DATA EXCERPTS -
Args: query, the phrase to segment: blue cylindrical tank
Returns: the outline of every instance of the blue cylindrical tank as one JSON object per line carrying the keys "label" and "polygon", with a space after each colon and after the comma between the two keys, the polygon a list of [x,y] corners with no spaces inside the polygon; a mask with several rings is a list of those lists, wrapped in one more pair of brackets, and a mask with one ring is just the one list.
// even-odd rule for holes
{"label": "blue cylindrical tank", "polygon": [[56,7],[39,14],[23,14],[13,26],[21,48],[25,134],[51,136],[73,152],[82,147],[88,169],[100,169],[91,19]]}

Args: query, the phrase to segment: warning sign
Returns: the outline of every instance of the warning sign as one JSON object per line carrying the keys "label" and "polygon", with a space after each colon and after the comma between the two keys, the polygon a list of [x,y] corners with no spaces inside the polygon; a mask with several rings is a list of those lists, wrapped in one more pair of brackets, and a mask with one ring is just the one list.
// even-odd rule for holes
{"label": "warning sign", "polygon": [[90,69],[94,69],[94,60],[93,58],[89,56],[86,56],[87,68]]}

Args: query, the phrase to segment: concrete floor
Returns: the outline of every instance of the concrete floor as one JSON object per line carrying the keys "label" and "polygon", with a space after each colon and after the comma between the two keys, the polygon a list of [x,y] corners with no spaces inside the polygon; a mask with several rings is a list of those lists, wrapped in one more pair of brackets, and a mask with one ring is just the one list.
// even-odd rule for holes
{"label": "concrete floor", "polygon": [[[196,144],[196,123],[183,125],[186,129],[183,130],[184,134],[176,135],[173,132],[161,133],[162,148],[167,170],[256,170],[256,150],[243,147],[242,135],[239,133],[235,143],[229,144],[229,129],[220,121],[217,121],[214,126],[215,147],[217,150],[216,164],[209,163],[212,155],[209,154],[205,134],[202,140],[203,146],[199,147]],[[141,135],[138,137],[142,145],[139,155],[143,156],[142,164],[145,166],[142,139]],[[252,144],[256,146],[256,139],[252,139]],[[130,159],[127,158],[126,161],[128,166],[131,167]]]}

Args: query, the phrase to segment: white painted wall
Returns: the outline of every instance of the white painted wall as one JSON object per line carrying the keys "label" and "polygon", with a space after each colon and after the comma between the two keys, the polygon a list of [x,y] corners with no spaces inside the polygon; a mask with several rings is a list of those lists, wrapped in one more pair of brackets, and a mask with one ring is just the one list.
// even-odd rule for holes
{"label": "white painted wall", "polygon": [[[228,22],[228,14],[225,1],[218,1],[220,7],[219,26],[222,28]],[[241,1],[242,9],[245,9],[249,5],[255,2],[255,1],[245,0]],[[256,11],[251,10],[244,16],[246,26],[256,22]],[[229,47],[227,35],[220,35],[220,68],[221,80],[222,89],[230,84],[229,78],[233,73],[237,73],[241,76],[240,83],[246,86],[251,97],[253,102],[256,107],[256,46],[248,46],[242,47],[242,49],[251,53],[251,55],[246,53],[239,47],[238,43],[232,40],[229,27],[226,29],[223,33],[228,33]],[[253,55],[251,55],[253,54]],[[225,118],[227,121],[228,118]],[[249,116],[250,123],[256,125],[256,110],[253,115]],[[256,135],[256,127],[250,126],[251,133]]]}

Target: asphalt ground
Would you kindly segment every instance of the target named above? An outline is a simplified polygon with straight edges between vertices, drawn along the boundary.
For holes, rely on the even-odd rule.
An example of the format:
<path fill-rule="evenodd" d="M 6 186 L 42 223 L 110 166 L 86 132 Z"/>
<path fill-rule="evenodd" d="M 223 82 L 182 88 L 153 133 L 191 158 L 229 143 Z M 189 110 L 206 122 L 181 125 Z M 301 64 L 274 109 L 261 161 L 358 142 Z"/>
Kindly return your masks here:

DIRECTION - Copy out exactly the lines between the line with "Target: asphalt ground" and the last line of the entries, counting both of those lines.

ANSWER TO THE EXERCISE -
Target: asphalt ground
Would you kindly segment every instance of the target named above? An outline is a simplified polygon with straight edges between vertices, drawn along the boundary.
For holes, rely on the even-odd rule.
An example of the format:
<path fill-rule="evenodd" d="M 6 186 L 42 223 L 110 166 L 86 132 Z"/>
<path fill-rule="evenodd" d="M 223 82 L 182 88 L 153 133 L 191 158 L 229 143 Z M 189 110 L 206 122 L 181 125 Z M 301 64 L 274 109 L 261 161 L 358 142 Z"/>
Kindly return your masks here:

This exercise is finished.